**TEXTE DU DOCUMENT**
★ ★ ★ ★ ★
La peinture de Moris Gontard: un monde d'un calme apparent, objets flous noyés dans un bleu-vert aquatique, terres isolées où un règne animal fantasque trouve son nid séculaire.
Le travail du plein de du vide révèle la construction des figures dans le creux laissé par les éraflures du fond. Création et destruction des couches de peinture s’équilibrent dans l’aventure de la quête permanente du sens. Le geste oscille entre la douceur des fonds en dégradés infinis et la fermeté du geste gratté sans pitié dans la chair de la toile elle-même.
La perspective chromatique structure l’espace en plans rapprochés et plans lointains par les différences de saturation, de netteté et d’orientation de la touche. Pourtant l’énigme de l’enchevêtrement des signes reste intacte, comme une devinette, labyrinthe pictural où le regard se perd entre matière, texture et couleur.
Le cadrage rapproché ne laisse pas la place à l’horizon, tandis que les variations optiques de l’angle de vue construisent une position mobile du spectateur, capable de regarder le paysage à ras d’un plan horizontal ou prendre de la hauteur pour admirer un étang foisonnant de vie.
Entre art brut* et abstraction lyrique**, entre construction de récit et impossibilité de nommer le visible, les plages de peinture ressemblent à des bouts de papier déchirés et marouflés sur la toile, suspendues dans un fluide épais. Parfois des hachures révèlent des sortes de grillages bitumeux structurés qui contrastent avec la légèreté des nuances aquatiques ou solaires.
★ ★ ★ ★ ★
**EXTRAITS DE DONNÉES**
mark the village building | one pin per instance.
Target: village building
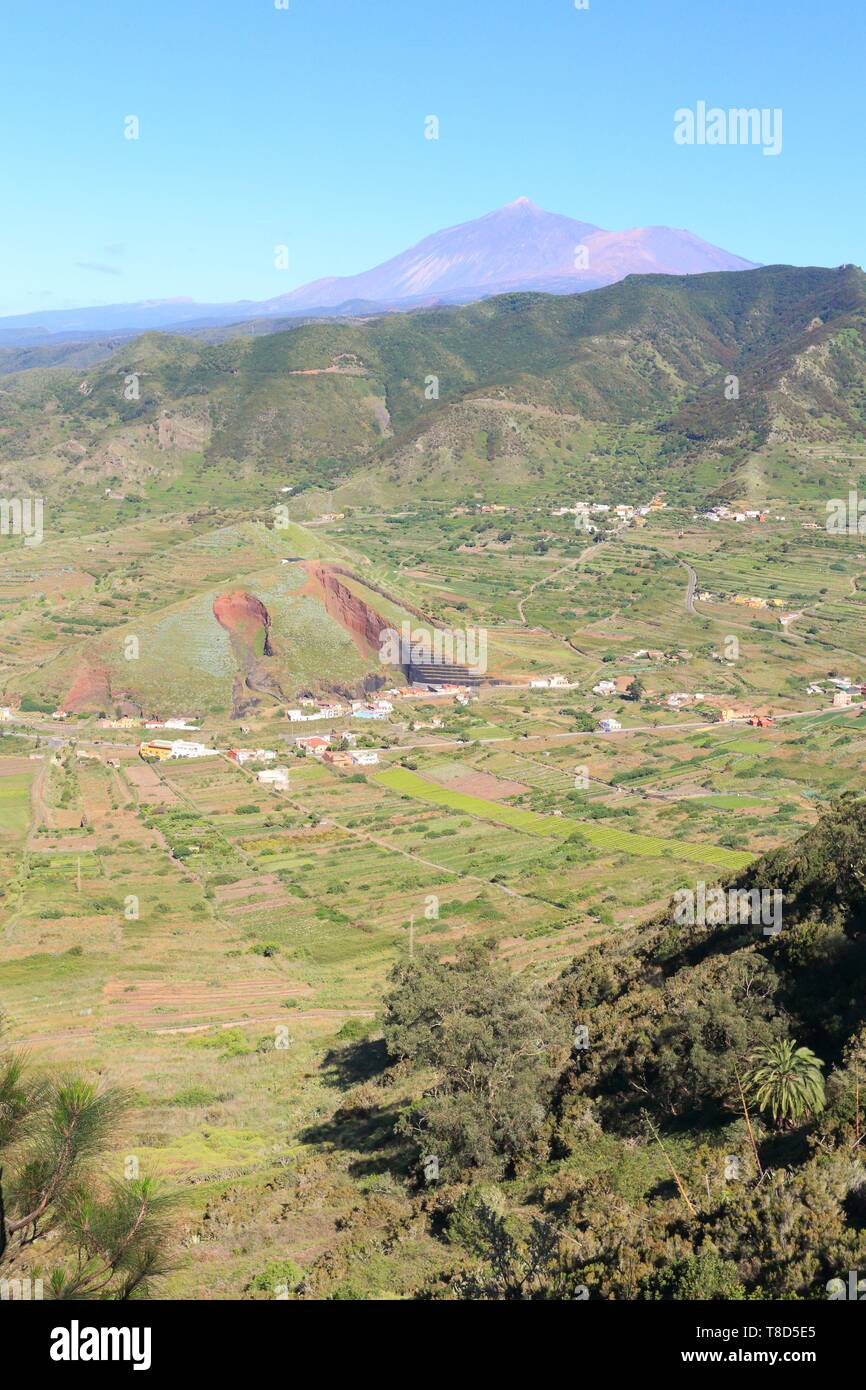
(316, 745)
(338, 758)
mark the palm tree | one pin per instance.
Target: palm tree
(786, 1082)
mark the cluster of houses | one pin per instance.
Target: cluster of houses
(843, 692)
(319, 745)
(729, 514)
(623, 512)
(552, 683)
(159, 749)
(312, 710)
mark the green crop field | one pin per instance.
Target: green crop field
(410, 784)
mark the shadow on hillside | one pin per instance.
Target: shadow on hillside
(364, 1127)
(367, 1133)
(355, 1062)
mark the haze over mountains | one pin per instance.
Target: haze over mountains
(516, 248)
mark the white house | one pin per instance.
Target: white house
(274, 777)
(182, 748)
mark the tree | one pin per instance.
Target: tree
(495, 1051)
(111, 1233)
(517, 1266)
(786, 1082)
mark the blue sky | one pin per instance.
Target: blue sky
(262, 127)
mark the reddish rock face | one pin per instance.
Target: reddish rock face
(243, 617)
(356, 617)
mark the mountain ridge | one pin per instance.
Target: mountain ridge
(515, 248)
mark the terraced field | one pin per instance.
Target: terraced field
(409, 784)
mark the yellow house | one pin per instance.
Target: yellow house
(156, 749)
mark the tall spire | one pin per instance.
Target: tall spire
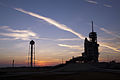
(92, 27)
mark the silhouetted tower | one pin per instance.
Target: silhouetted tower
(32, 43)
(13, 63)
(93, 35)
(91, 53)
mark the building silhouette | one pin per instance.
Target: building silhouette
(90, 54)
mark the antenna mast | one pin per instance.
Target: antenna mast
(92, 27)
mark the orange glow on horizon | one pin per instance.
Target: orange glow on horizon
(45, 63)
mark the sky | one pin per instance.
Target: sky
(58, 28)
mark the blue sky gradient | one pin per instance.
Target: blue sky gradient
(52, 43)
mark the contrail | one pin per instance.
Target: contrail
(58, 25)
(51, 21)
(104, 45)
(109, 32)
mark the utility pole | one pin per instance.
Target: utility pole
(32, 47)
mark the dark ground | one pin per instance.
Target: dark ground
(74, 76)
(60, 73)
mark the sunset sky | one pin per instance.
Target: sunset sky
(58, 28)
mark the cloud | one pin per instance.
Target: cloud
(109, 32)
(51, 21)
(17, 34)
(69, 39)
(106, 5)
(60, 26)
(91, 1)
(70, 46)
(104, 45)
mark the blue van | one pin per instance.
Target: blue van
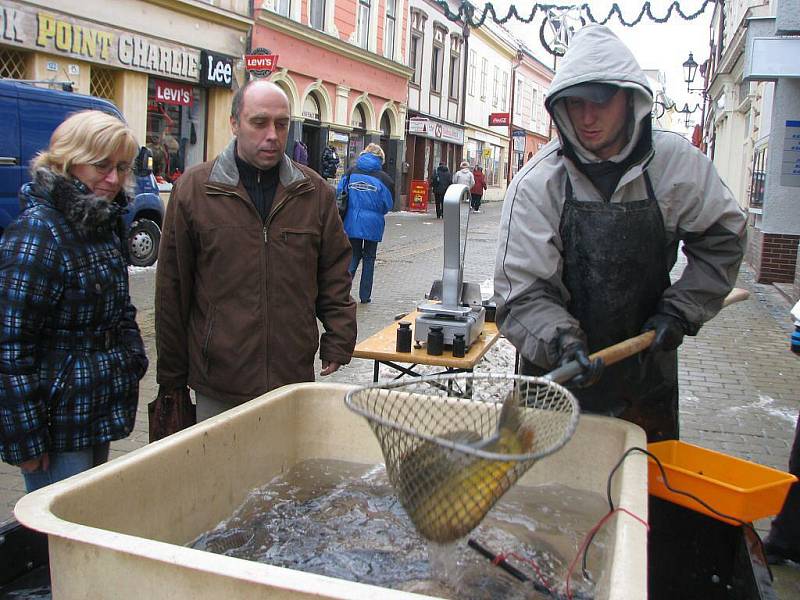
(29, 115)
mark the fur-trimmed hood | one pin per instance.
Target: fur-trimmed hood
(90, 215)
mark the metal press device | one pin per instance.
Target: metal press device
(460, 310)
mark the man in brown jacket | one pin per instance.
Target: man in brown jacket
(253, 253)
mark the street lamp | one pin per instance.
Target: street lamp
(689, 73)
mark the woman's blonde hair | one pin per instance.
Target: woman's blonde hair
(376, 150)
(86, 137)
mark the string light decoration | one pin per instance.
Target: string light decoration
(659, 108)
(469, 15)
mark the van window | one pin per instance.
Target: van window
(10, 167)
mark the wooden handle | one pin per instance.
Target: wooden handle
(622, 350)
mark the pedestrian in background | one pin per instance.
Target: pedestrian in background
(590, 231)
(464, 175)
(441, 180)
(330, 162)
(476, 192)
(783, 541)
(253, 253)
(370, 197)
(71, 354)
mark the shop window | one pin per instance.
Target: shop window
(415, 58)
(363, 23)
(311, 108)
(101, 83)
(12, 64)
(386, 125)
(317, 9)
(758, 178)
(484, 76)
(473, 59)
(389, 28)
(175, 127)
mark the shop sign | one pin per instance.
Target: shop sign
(498, 119)
(790, 160)
(435, 130)
(260, 62)
(59, 34)
(216, 70)
(177, 94)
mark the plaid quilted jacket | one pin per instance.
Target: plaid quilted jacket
(71, 354)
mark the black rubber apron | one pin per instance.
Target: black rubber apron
(615, 268)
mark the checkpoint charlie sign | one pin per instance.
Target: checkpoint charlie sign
(53, 32)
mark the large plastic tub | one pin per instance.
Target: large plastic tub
(118, 531)
(733, 486)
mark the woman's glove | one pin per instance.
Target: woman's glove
(591, 370)
(669, 332)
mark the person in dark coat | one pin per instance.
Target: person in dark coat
(370, 197)
(71, 354)
(330, 162)
(476, 192)
(440, 181)
(783, 541)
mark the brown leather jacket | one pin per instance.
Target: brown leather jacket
(237, 299)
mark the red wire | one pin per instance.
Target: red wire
(589, 536)
(502, 557)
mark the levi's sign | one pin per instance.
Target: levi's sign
(499, 119)
(170, 92)
(261, 62)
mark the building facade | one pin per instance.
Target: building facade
(146, 57)
(530, 120)
(753, 127)
(342, 67)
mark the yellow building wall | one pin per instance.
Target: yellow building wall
(37, 69)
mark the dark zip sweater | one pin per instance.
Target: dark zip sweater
(260, 184)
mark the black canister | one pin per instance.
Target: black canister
(435, 340)
(403, 337)
(459, 345)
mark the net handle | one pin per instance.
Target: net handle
(453, 445)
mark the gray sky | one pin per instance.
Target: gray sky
(663, 46)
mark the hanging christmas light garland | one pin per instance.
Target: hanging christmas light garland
(467, 13)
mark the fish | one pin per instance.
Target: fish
(447, 492)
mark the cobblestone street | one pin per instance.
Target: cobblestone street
(737, 377)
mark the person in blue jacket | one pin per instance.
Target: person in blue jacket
(369, 192)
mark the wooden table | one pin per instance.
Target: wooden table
(380, 348)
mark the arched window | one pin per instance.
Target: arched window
(311, 108)
(386, 125)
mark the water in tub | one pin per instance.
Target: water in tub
(343, 520)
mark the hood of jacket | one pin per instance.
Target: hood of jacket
(90, 215)
(369, 162)
(597, 55)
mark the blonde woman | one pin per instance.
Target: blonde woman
(71, 355)
(370, 198)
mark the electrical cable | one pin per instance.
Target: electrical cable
(703, 503)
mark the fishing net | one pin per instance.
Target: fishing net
(451, 457)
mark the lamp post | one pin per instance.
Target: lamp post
(689, 73)
(514, 66)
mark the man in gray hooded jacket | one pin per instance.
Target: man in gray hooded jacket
(590, 231)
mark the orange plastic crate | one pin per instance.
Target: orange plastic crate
(735, 487)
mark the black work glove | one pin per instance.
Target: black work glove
(669, 332)
(591, 370)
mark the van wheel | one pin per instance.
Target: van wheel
(143, 239)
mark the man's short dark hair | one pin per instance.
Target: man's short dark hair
(238, 100)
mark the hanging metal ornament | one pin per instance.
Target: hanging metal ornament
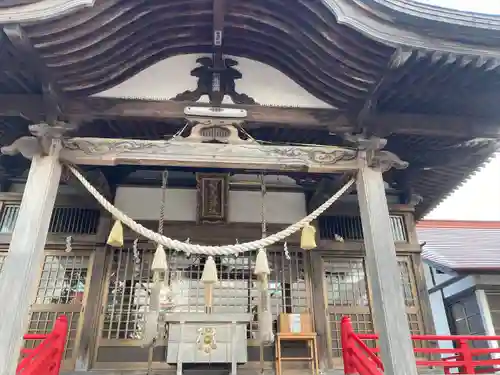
(69, 244)
(136, 257)
(287, 253)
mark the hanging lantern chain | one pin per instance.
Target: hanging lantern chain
(164, 179)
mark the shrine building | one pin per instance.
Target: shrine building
(221, 123)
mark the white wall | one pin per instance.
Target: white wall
(143, 203)
(438, 297)
(167, 78)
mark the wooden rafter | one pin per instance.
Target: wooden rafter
(336, 121)
(52, 95)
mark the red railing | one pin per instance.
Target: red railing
(363, 360)
(46, 357)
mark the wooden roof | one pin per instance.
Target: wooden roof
(426, 78)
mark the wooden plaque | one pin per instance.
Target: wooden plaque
(212, 197)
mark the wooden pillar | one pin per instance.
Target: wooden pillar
(320, 310)
(388, 302)
(21, 269)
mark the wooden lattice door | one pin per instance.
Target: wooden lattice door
(61, 290)
(346, 295)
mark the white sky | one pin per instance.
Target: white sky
(479, 198)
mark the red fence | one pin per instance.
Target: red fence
(46, 358)
(359, 358)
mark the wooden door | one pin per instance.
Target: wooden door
(62, 290)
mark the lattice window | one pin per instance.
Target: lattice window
(60, 291)
(347, 295)
(351, 229)
(43, 321)
(63, 280)
(131, 279)
(64, 219)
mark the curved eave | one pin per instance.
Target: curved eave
(392, 22)
(38, 11)
(402, 23)
(100, 47)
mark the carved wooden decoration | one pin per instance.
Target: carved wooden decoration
(215, 82)
(211, 130)
(108, 151)
(213, 191)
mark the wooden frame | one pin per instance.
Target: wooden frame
(106, 151)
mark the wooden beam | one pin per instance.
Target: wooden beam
(84, 109)
(325, 189)
(94, 176)
(106, 151)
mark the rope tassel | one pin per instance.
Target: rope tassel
(308, 237)
(262, 264)
(115, 238)
(159, 260)
(209, 275)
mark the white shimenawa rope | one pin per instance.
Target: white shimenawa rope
(207, 250)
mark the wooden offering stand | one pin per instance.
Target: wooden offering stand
(297, 327)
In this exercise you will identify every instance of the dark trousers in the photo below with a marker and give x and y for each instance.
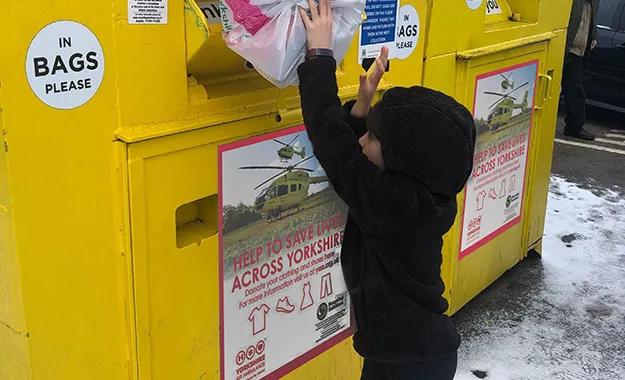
(574, 95)
(440, 369)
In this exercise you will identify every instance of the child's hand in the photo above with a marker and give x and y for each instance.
(319, 28)
(369, 85)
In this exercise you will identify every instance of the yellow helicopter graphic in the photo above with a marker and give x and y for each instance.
(507, 83)
(287, 151)
(501, 110)
(287, 191)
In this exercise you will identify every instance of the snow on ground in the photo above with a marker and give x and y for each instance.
(569, 319)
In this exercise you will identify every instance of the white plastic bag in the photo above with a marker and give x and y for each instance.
(271, 34)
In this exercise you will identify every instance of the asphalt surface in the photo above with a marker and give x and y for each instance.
(589, 166)
(557, 340)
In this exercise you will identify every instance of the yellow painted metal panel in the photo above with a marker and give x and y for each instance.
(479, 269)
(100, 276)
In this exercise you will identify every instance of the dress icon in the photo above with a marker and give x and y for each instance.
(503, 192)
(326, 285)
(307, 300)
(481, 197)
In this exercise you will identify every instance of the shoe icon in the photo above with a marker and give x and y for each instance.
(284, 306)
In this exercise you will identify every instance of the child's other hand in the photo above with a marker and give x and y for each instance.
(369, 85)
(319, 27)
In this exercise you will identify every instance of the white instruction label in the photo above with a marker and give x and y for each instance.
(474, 4)
(147, 11)
(211, 11)
(492, 7)
(408, 29)
(65, 65)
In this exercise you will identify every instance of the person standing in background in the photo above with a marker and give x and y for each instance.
(581, 38)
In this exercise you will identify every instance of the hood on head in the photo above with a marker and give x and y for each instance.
(426, 135)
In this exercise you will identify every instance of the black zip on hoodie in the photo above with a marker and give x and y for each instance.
(391, 255)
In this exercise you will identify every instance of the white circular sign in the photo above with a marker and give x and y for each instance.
(65, 65)
(408, 30)
(474, 4)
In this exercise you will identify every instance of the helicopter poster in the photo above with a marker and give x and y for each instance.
(283, 297)
(503, 110)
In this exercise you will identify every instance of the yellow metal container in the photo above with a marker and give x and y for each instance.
(109, 176)
(490, 46)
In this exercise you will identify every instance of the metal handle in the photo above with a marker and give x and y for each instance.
(547, 97)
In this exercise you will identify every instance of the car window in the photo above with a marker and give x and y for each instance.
(606, 15)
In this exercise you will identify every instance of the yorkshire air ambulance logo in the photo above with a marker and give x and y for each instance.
(511, 199)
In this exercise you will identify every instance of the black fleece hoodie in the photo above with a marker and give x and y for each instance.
(391, 255)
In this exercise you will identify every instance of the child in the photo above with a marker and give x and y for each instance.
(399, 168)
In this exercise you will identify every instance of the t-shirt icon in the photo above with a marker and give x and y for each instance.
(258, 317)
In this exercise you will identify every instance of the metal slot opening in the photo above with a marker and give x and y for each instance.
(196, 221)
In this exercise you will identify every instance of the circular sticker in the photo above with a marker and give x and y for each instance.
(474, 4)
(260, 347)
(251, 351)
(65, 65)
(240, 359)
(408, 30)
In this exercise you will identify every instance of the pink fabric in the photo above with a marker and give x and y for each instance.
(250, 16)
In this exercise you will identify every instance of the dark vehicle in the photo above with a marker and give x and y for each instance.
(604, 78)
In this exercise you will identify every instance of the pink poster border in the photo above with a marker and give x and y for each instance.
(488, 238)
(307, 356)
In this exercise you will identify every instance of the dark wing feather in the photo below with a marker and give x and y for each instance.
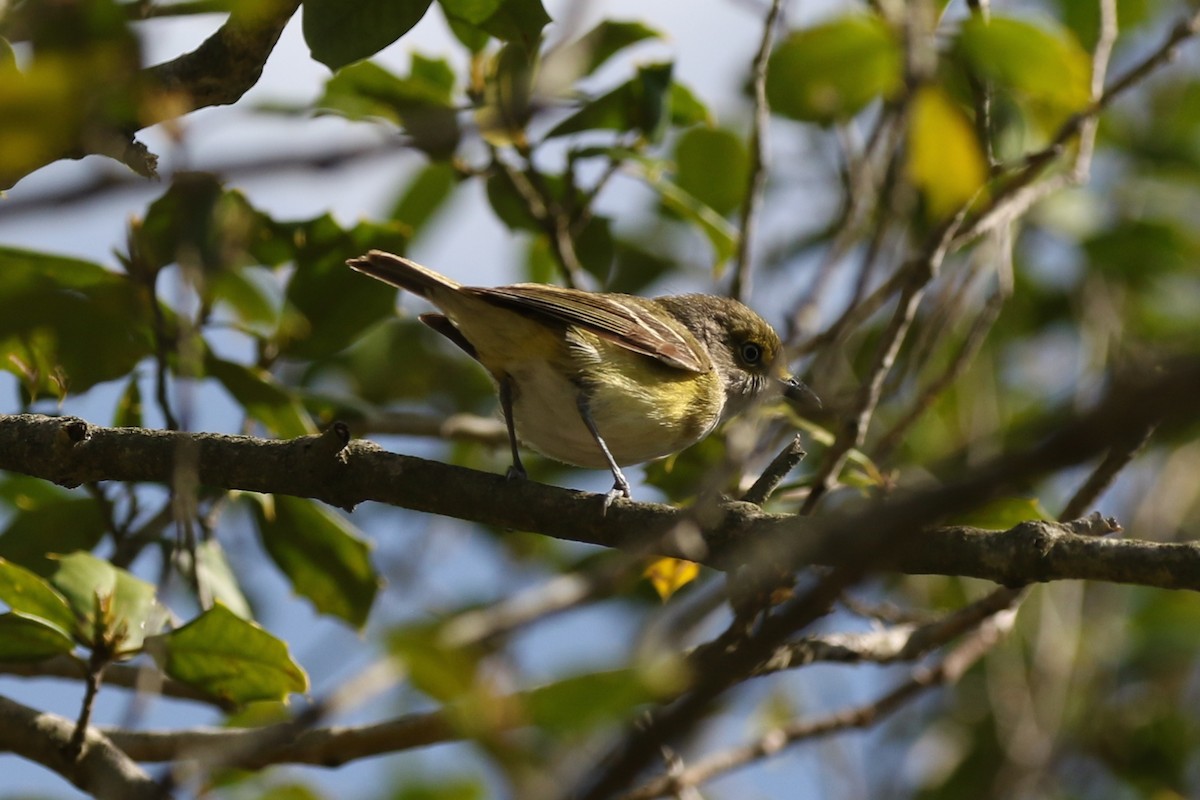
(607, 316)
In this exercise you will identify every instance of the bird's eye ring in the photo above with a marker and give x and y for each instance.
(751, 353)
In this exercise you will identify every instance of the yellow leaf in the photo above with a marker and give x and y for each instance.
(945, 161)
(669, 576)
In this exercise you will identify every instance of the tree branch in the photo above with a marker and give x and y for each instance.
(101, 770)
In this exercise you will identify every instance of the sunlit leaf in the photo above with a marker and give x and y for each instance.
(342, 32)
(640, 104)
(327, 559)
(834, 70)
(264, 400)
(1045, 66)
(76, 323)
(214, 572)
(425, 196)
(713, 166)
(229, 657)
(65, 525)
(29, 594)
(127, 603)
(669, 576)
(24, 637)
(945, 160)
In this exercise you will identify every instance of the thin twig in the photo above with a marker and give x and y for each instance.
(759, 155)
(777, 470)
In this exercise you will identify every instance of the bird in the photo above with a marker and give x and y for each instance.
(604, 379)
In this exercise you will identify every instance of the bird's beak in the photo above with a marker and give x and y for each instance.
(799, 395)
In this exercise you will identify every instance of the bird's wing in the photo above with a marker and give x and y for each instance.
(611, 317)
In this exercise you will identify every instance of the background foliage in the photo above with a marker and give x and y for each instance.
(964, 218)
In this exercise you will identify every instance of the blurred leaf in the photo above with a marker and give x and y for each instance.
(424, 197)
(444, 673)
(423, 102)
(508, 96)
(342, 32)
(262, 397)
(669, 576)
(509, 204)
(471, 11)
(720, 234)
(214, 572)
(229, 659)
(441, 788)
(61, 525)
(25, 637)
(129, 407)
(517, 20)
(291, 791)
(1084, 18)
(687, 108)
(1003, 513)
(1137, 251)
(29, 594)
(594, 247)
(945, 160)
(329, 305)
(70, 323)
(327, 559)
(832, 71)
(250, 304)
(637, 266)
(582, 702)
(713, 167)
(131, 611)
(594, 48)
(1048, 67)
(639, 104)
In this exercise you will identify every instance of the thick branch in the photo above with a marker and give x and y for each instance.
(69, 451)
(101, 770)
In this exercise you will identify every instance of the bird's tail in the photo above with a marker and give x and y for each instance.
★ ★ ★ ★ ★
**CONSIGNE ÉCRITE 1**
Dans le texte sur la peinture de Moris Gontard, à quoi les plages de peinture ressemblent-elles ?
**CONSIGNE ÉCRITE 2**
Donnez la suite du texte sur la peinture de Moris Gontard à partir de sa dernière phrase.
Ce matériel n'a aucun lien avec le texte sur la peinture de Moris Gontard.

**BONNE RÉPONSE 1**
Elles ressemblent à des bouts de papier déchirés et marouflés sur la toile, suspendues dans un fluide épais.

**BONNE RÉPONSE 2**
Des leitmotivs végétaux – nymphéas, corolles et feuilles, ou roseaux – et animaux – oiseaux aquatiques ou lapins fantomatiques – se livrent à l’œil interpelé du regardeur tantôt comme énigmes, tantôt comme évidences. Mettre des noms sur des formes plastiques est le combat permanent et, en même temps, peut être la limite du regardeur. Entre le visuel et le visible il n’y a qu’un pas : celui du langage.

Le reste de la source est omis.